▶ **Instructions for the task**
Write out all of the entries exactly, please.

--------------------

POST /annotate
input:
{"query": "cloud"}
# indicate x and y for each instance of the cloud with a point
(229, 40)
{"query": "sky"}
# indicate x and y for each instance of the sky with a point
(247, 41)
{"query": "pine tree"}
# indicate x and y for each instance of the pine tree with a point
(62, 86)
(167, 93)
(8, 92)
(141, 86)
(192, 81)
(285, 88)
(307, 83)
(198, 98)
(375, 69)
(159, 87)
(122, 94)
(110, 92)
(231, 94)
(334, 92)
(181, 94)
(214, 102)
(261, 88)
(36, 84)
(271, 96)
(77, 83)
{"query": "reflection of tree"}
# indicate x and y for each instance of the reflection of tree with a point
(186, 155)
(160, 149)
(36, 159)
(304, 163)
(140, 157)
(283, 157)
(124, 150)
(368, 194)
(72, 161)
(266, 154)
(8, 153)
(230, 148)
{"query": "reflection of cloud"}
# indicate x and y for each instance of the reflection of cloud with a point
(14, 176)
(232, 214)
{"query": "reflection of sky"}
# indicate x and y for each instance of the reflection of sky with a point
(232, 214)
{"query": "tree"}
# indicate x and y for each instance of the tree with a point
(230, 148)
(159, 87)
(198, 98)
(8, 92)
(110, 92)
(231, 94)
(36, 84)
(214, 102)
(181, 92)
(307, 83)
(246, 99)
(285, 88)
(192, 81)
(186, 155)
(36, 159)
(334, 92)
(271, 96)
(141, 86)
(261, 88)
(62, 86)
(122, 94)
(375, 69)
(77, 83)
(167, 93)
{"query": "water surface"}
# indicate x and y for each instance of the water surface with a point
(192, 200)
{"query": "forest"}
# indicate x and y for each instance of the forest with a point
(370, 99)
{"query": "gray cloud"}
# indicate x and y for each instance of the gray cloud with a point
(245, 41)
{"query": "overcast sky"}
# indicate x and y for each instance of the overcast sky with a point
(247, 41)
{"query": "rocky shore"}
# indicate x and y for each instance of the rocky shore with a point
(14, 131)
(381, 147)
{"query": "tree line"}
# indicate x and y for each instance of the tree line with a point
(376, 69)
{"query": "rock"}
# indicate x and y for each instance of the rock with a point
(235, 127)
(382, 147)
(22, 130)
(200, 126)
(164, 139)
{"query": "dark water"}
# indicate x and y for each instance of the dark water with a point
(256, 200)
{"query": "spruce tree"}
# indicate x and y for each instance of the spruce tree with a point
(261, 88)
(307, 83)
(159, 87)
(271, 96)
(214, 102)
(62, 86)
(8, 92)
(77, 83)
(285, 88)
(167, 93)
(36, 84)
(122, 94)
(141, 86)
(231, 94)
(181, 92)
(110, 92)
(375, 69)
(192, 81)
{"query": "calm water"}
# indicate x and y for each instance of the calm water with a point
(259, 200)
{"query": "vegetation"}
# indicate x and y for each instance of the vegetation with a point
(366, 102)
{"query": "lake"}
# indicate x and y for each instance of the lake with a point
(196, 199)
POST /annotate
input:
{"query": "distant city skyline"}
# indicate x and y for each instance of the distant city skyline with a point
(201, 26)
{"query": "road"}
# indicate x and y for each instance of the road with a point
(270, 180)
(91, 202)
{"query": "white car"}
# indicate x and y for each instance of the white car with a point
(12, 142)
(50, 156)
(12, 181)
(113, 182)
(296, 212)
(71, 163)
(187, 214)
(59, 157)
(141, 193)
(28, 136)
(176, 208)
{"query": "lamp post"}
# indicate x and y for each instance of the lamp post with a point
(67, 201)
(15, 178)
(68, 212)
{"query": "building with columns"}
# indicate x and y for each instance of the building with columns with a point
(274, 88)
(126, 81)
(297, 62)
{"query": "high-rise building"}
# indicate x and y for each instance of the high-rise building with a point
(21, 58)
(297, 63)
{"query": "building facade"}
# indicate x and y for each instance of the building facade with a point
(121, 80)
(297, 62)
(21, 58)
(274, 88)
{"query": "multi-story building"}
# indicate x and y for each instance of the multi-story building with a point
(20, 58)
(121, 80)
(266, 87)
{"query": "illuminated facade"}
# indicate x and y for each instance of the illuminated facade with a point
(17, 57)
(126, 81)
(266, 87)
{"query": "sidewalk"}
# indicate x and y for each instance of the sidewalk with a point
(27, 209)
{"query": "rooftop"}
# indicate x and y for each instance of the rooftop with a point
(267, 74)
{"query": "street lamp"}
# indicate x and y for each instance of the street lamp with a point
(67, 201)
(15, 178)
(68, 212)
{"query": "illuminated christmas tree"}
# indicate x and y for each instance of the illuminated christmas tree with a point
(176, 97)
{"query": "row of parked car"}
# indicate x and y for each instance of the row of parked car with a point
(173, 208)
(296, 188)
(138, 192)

--------------------

▶ **Solution**
POST /annotate
input:
{"query": "cloud"}
# indicate x and y for each instance of the cloud with a point
(229, 40)
{"query": "sky"}
# indicate x and y for each instance of the sky with a point
(247, 41)
{"query": "pine tree"}
# indicate x and y for each instance of the pine tree with a point
(62, 86)
(167, 93)
(8, 92)
(141, 86)
(192, 81)
(285, 88)
(307, 83)
(198, 98)
(375, 69)
(159, 87)
(122, 94)
(110, 92)
(231, 94)
(334, 92)
(181, 94)
(214, 102)
(261, 88)
(36, 84)
(271, 96)
(77, 83)
{"query": "reflection of tree"}
# indicate x and y for each instance of the reflection of tree with a point
(186, 155)
(160, 149)
(36, 159)
(304, 163)
(140, 157)
(283, 157)
(124, 150)
(368, 194)
(72, 161)
(266, 154)
(8, 153)
(230, 148)
{"query": "reflection of cloud"}
# indicate x and y for each instance of the reflection of cloud with a point
(14, 176)
(232, 214)
{"query": "reflection of sky"}
# indicate x and y for each instance of the reflection of sky with a point
(232, 214)
{"query": "tree"}
# indicate x and y for each instance of the tree with a point
(230, 148)
(159, 87)
(198, 98)
(8, 92)
(110, 92)
(231, 94)
(36, 84)
(214, 102)
(181, 92)
(307, 83)
(246, 99)
(285, 88)
(192, 81)
(186, 155)
(36, 159)
(334, 92)
(271, 96)
(141, 86)
(261, 88)
(62, 86)
(122, 94)
(375, 69)
(77, 83)
(167, 93)
{"query": "water surface"}
# indicate x and y for each instance of the water surface with a point
(192, 200)
{"query": "forest"}
# indicate x and y for each instance of the forest with a point
(370, 99)
{"query": "gray cloud"}
# indicate x and y for each instance of the gray cloud with a point
(245, 41)
{"query": "overcast sky"}
# indicate x and y for each instance of the overcast sky with a point
(247, 41)
{"query": "rocky shore"}
# indicate x and y for each instance of the rocky shore with a point
(14, 131)
(381, 147)
{"query": "tree line"}
# indicate x and y for each instance of the tree line with a point
(376, 69)
{"query": "rock"}
# indicate x and y for each instance of the rock with a point
(235, 127)
(382, 147)
(22, 130)
(200, 126)
(164, 139)
{"query": "dark water"}
# indicate x and y for each instance of the dark water with a point
(256, 200)
{"query": "spruce tree"}
# indicate x and y for each instance of the spruce tree with a point
(261, 88)
(307, 83)
(159, 87)
(271, 96)
(214, 102)
(62, 86)
(8, 92)
(77, 83)
(285, 88)
(167, 93)
(36, 84)
(122, 94)
(141, 86)
(231, 94)
(181, 92)
(110, 92)
(375, 69)
(192, 81)
{"query": "calm water"}
# indicate x and y for each instance of the calm water with a point
(259, 200)
{"query": "vegetation"}
# indicate x and y for each instance of the vegetation with a point
(366, 102)
{"query": "lake"}
# indicate x and y for each instance of the lake with a point
(196, 199)
POST /annotate
input:
{"query": "distant city skyline"}
# indicate x and y for each instance of the distant city skyline with a point
(201, 26)
{"query": "road"}
# indicate x and y for each instance of the road with a point
(270, 180)
(91, 202)
{"query": "white car"}
# indicate x and y for each instance of the white car with a point
(12, 142)
(50, 156)
(12, 181)
(113, 182)
(296, 212)
(71, 163)
(187, 214)
(59, 157)
(141, 193)
(28, 136)
(176, 208)
{"query": "lamp post"}
# indicate x and y for each instance of the lamp post with a point
(67, 201)
(15, 178)
(68, 212)
{"query": "building with columns"}
# indicate x and y for each instance of the building with columns with a point
(274, 88)
(126, 81)
(297, 62)
{"query": "high-rise building"}
# indicate x and y for each instance of the high-rise building with a point
(21, 58)
(297, 63)
{"query": "building facade"}
# indicate x and y for each instance of the building facade with a point
(121, 80)
(297, 62)
(21, 58)
(274, 88)
{"query": "multi-story building"}
# indicate x and y for each instance of the multi-story building with a point
(20, 58)
(121, 80)
(266, 87)
{"query": "illuminated facade"}
# indicate x and y for each instance of the illuminated facade with a point
(17, 57)
(126, 81)
(266, 87)
{"query": "sidewalk"}
# indicate x and y for each instance of the sidewalk with a point
(27, 209)
{"query": "rooftop"}
# indicate x and y for each instance of the rooftop with a point
(267, 74)
{"query": "street lamp"}
# indicate x and y for each instance of the street lamp with a point
(67, 201)
(15, 178)
(68, 212)
{"query": "illuminated christmas tree"}
# indicate x and y for each instance of the illuminated christmas tree with a point
(176, 97)
{"query": "row of parked car"}
# indicate x and y for each instance of the row of parked car with a point
(173, 208)
(296, 188)
(138, 192)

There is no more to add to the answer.